Delitto Pamio, 24 anni alla vicina di casa

Per l’omicidio dell’87enne Lida Taffi Pamio, l’inserviente del Fatebenefratelli Monica Busetto, 52 anni, è stata condannata ieri a 24 anni di reclusione dalla Corte d’assise di Venezia presieduta dal giudice Arturo Toppan. Sono state sostanzialmente accolte le tesi dell’accusa portate avanti dal pubblico ministero Lucia D’Alessandro, che però aveva chiesto per la donna la pena massima, quella dell’ergastolo. Sono bastate poco più di due ore per i due giudici togati e i sei popolari per prendere la decisione: per omicidio volontario, aggravato dalla minorata difesa dell’anziana, l’imputata è stata condannata a 23 anni, quindi è stato aggiunto un altro anno per il furto della collanina, mentre l’accusa gli aveva contestato la rapina, infine è stata assolta dalla simulazione di reato. Monica Busetto è rimasta impassibile durante la lettura della sentenza, i suoi difensori, gli avvocati Alessandro Doglioni e Stefano Busetto hanno poi preannunciato l’appello, che presenteranno non appena saranno note le motivazioni della sentenza, dunque ci sarà un secondo processo per l’assassinio dell’anziana residente in viale Vespucci davanti alla Corte d’assise d’appello.
Secondo la rappresentante della Procura in questo processo, alla fine, è spuntata una «prova regina»: il dna della vittima sulla catenina d'oro spezzata sequestrata in casa dell'imputata. Per il pm, sia la scena del crimine sia la collanina «sono parlanti», aveva spiegato nella sua requisitoria: avevano cioè fornito elementi per individuare la responsabile dell'omicidio. La catenina d'oro che la vittima aveva al collo il pomeriggio del 20 dicembre di due anni fa, quando è stata uccisa, era stata strappata e gli investigatori della Squadra mobile poco meno di un mese dopo l'hanno ritrovata nel portagioie nella camera della Busetto. «Quella collana era della vittima», aveva sostenuto l'accusa, «l'unico dna rintracciato era il suo, mentre non c'è traccia di quello dell'imputata o della sorella o, comunque, di qualcuno della famiglia Busetto».

__DATI FORNITI__:
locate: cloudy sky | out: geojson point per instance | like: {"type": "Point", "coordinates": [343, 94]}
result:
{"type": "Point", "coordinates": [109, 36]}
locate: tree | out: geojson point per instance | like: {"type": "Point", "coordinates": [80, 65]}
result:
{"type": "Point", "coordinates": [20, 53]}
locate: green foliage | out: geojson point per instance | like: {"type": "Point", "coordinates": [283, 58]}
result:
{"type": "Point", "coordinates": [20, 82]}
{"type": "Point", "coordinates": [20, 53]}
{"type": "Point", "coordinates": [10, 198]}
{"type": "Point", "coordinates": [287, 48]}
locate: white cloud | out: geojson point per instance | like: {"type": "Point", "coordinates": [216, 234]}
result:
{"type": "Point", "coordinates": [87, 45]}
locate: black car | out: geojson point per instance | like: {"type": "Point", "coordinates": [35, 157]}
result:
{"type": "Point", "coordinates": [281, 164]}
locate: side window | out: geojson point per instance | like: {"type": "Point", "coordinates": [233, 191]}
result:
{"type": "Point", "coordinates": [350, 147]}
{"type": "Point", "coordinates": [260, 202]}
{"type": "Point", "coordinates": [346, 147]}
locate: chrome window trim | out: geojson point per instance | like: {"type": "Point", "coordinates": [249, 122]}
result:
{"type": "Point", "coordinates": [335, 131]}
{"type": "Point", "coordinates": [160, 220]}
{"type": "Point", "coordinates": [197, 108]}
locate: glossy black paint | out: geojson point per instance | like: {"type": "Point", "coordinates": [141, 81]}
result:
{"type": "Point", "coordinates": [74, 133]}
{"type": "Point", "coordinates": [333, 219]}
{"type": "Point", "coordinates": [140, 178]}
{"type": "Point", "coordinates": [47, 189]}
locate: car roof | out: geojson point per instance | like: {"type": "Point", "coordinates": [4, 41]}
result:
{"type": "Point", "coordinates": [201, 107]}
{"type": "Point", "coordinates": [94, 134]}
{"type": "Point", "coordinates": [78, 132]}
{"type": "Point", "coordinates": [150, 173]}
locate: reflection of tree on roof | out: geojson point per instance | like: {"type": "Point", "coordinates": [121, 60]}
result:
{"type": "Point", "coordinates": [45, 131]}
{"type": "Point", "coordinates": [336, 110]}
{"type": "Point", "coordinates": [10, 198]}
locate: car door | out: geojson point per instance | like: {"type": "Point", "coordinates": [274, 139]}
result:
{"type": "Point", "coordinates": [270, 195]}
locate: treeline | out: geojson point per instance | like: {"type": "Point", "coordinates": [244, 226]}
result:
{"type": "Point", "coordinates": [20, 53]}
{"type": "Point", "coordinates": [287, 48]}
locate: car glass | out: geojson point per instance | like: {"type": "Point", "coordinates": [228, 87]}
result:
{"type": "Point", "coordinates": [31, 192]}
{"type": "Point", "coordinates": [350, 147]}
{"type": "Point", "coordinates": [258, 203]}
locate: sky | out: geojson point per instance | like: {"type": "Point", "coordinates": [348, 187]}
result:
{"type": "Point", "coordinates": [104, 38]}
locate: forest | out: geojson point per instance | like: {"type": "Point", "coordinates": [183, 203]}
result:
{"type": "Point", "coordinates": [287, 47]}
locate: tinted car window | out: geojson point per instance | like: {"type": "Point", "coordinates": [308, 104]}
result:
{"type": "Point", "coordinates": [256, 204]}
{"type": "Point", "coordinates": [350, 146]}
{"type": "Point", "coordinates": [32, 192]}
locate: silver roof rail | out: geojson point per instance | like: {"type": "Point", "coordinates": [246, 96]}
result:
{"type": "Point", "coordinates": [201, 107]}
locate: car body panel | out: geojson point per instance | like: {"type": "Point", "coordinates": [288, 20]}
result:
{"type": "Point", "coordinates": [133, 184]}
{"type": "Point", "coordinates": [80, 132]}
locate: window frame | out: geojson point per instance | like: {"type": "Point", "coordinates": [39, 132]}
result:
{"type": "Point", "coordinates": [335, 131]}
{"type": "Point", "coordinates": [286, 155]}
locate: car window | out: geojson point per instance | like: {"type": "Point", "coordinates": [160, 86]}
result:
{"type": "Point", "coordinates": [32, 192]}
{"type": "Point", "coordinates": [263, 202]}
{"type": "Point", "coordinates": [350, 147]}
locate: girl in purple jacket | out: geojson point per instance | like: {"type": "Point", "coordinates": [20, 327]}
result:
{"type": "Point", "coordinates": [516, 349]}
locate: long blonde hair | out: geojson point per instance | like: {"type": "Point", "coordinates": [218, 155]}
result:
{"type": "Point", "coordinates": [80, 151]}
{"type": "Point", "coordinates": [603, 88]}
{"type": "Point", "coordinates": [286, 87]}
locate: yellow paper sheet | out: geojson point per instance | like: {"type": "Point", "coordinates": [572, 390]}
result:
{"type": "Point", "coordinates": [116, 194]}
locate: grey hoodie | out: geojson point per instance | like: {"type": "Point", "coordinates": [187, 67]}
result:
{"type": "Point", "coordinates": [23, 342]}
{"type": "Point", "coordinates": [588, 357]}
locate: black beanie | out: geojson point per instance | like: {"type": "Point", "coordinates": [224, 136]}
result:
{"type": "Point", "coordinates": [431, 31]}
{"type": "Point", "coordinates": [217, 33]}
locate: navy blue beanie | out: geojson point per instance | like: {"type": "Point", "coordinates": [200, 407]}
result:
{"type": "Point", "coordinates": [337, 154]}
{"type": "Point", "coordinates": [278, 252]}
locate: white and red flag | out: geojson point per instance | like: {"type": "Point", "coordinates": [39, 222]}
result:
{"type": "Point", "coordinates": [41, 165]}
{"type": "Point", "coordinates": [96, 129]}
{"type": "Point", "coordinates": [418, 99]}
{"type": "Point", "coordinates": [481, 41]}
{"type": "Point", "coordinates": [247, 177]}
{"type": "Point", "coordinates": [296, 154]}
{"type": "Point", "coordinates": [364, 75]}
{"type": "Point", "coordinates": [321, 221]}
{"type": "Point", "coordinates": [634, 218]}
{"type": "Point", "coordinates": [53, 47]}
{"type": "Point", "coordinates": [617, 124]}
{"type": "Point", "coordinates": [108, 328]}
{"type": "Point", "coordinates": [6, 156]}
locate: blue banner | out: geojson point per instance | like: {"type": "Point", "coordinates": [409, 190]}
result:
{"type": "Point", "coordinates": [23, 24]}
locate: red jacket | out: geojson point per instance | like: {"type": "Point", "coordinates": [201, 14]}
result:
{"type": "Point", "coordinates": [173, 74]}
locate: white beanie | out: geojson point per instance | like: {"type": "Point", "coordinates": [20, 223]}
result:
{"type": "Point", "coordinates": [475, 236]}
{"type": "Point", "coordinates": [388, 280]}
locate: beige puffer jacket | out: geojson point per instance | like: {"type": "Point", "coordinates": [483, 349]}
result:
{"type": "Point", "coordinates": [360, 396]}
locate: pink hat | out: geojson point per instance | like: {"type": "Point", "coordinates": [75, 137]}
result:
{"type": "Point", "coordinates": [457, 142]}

__DOMANDE DI STUDIO__:
- a) Secondo l'articolo sul delitto Pamio, dove hanno ritrovato la catenina d'oro della vittima gli investigatori della Squadra mobile?
- b) Prosegui l'articolo sul delitto Pamio dal punto in cui si interrompe.

__LE TUE RISPOSTE__:
- a) Nel portagioie nella camera di Monica Busetto.

- b)
L'imputata, anche nell'interrogatorio che aveva sostenuto in aula, aveva spiegato che la catenina doveva essere della sorella. «Ma come mai», si era chiesta la pm, «non c'è alcuna sua traccia?». La Busetto fin dai primi momenti avrebbe cercato di cancellare le tracce, di depistare gli inquirenti. L'omicidio, presumibilmente - aveva aggiunto il magistrato - era stato un delitto d'impeto, anche se brutale ed efferato, visto che l'anziana prima è stata stordita, quindi accoltellata e infine strangolata, ma in un secondo momento Monica Busetto era tornata nella casa per pulire le tracce da lei lasciate durante l’aggressione. Quindi, avrebbe raccontato diverse bugie e avrebbe anche sparso calunnie nei confronti della vittima, sostenendo al telefono con un'amica, per sviare i sospetti sul suo conto, che «prestava soldi alla gente».
Il pm aveva spiegato che il lavoro degli uomini della Squadra mobile era stato «certosino e caparbio» e prima di imboccare la pista Busetto non ne avevano tralasciate altre, intercettando una serie di persone, compresi i parenti della vittima, e addirittura un'uomo indicato da una telefonata anonima, poi risultato estraneo. Anche le intercettazioni avrebbero «incastrato» l'imputata: alla sorella in due occasioni aveva raccontato di aver buttato via sia i guanti utilizzati in casa (durante l'interrogatorio aveva invece dichiarato di non averne mai usati) sia il tappetino posto sull’ingresso di casa sua. Prima di chiedere l'ergastolo aveva sottolineato che c’era un movente più generale che l'aveva mossa: l'odio e l'insofferenza verso tutti gli anziani con cui aveva a che fare da anni quotidianamente essendo operatrice socio sanitaria al Fatebenefratelli di Venezia, e uno più specifico, l'acredine nei confronti della Pamio a causa delle sue piante che lasciavano cadere le foglie sul pianerottolo comune, visto che l'imputata era dirimpettaia della vittima e a causa del volume troppo alto della Tv.